Copy out the passage on protecting the value of the PhD below, word for word and in full.
Begin Selection
This is, however, occurring in a culture where academics are constantly exposed to a system of impartial moderation that aims to ensure quality - specifically refereeing. When we submit an article to a journal, we cannot claim publication, and therefore any credit, until the manuscript has been examined in detail by a referee. This person is an expert in the field and someone we do not know. Therefore, it is impossible for us to exert an influence on the outcome - either consciously or unconsciously. Applying this system to obtaining a PhD provides a way for us to save the academic doctorate. The most obvious method for achieving this is to insist on the publication of, say, six refereed papers by a candidate before their thesis can be considered for the award of PhD.

Another thing that undermines the PhD is nagging doubts about a PhD supervisor who is keen to see his student pass and has convinced his friend from university X to act as external examiner (with a generous amount of nodding and winking occurring during the viva). This type of situation can be easily eliminated by selecting the examiner in the same way as referees are selected by journals - independently and impartially. At the same time, the candidate could be required to sit two oral exams - one of which would be open to the public. In this way transparency, and therefore the academic credibility of the PhD award system, would be assured.

Finally, there is debate about the possibility of introducing a PhD with taught elements, and the fashion for moving from one in-depth research investigation to a combination of more wide-ranging (but more superficial) projects. Does this not seem to go against what has been traditionally understood by UK academics and professionals to be the main characteristics of a PhD student - that is, a motivated and self-directed individual capable of in-depth analysis, with the tenacity to see a lengthy and difficult project through to a successful conclusion?

These views may seem hardline. However, quality is as difficult to maintain as it is to attain. In the move towards an expanded market-driven campus, there is a danger that the PhD degree will be subject to the kind of academic inflation that involves the printing of more certificates and a reduction in their overall value.

Lyndon Smith, senior lecturer faculty of computing, engineering and mathematical sciences, University of the West of England, Bristol.
End Selection
Begin Data shown
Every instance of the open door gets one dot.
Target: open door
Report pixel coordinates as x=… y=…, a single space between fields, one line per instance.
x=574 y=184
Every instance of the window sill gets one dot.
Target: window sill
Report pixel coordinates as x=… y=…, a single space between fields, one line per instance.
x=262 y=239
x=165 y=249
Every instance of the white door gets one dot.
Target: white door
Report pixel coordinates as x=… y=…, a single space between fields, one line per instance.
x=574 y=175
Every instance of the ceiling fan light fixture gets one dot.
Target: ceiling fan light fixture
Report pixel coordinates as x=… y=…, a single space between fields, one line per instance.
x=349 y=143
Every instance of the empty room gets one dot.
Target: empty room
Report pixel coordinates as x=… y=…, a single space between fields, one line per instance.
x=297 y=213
End Data shown
Begin Data shown
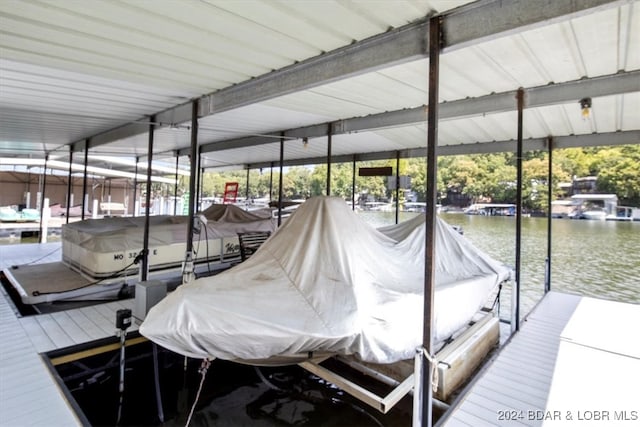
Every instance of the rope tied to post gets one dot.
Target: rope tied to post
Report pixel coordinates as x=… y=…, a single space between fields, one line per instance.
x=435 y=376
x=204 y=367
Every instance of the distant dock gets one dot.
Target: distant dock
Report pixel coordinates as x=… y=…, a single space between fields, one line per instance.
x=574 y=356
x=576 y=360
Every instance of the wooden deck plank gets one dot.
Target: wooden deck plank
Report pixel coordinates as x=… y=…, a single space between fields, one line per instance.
End Data shown
• **Answer for this exercise**:
This is, however, occurring in a culture where academics are constantly exposed to a system of impartial moderation that aims to ensure quality - specifically refereeing. When we submit an article to a journal, we cannot claim publication, and therefore any credit, until the manuscript has been examined in detail by a referee. This person is an expert in the field and someone we do not know. Therefore, it is impossible for us to exert an influence on the outcome - either consciously or unconsciously. Applying this system to obtaining a PhD provides a way for us to save the academic doctorate. The most obvious method for achieving this is to insist on the publication of, say, six refereed papers by a candidate before their thesis can be considered for the award of PhD.

Another thing that undermines the PhD is nagging doubts about a PhD supervisor who is keen to see his student pass and has convinced his friend from university X to act as external examiner (with a generous amount of nodding and winking occurring during the viva). This type of situation can be easily eliminated by selecting the examiner in the same way as referees are selected by journals - independently and impartially. At the same time, the candidate could be required to sit two oral exams - one of which would be open to the public. In this way transparency, and therefore the academic credibility of the PhD award system, would be assured.

Finally, there is debate about the possibility of introducing a PhD with taught elements, and the fashion for moving from one in-depth research investigation to a combination of more wide-ranging (but more superficial) projects. Does this not seem to go against what has been traditionally understood by UK academics and professionals to be the main characteristics of a PhD student - that is, a motivated and self-directed individual capable of in-depth analysis, with the tenacity to see a lengthy and difficult project through to a successful conclusion?

These views may seem hardline. However, quality is as difficult to maintain as it is to attain. In the move towards an expanded market-driven campus, there is a danger that the PhD degree will be subject to the kind of academic inflation that involves the printing of more certificates and a reduction in their overall value.

Lyndon Smith, senior lecturer faculty of computing, engineering and mathematical sciences, University of the West of England, Bristol.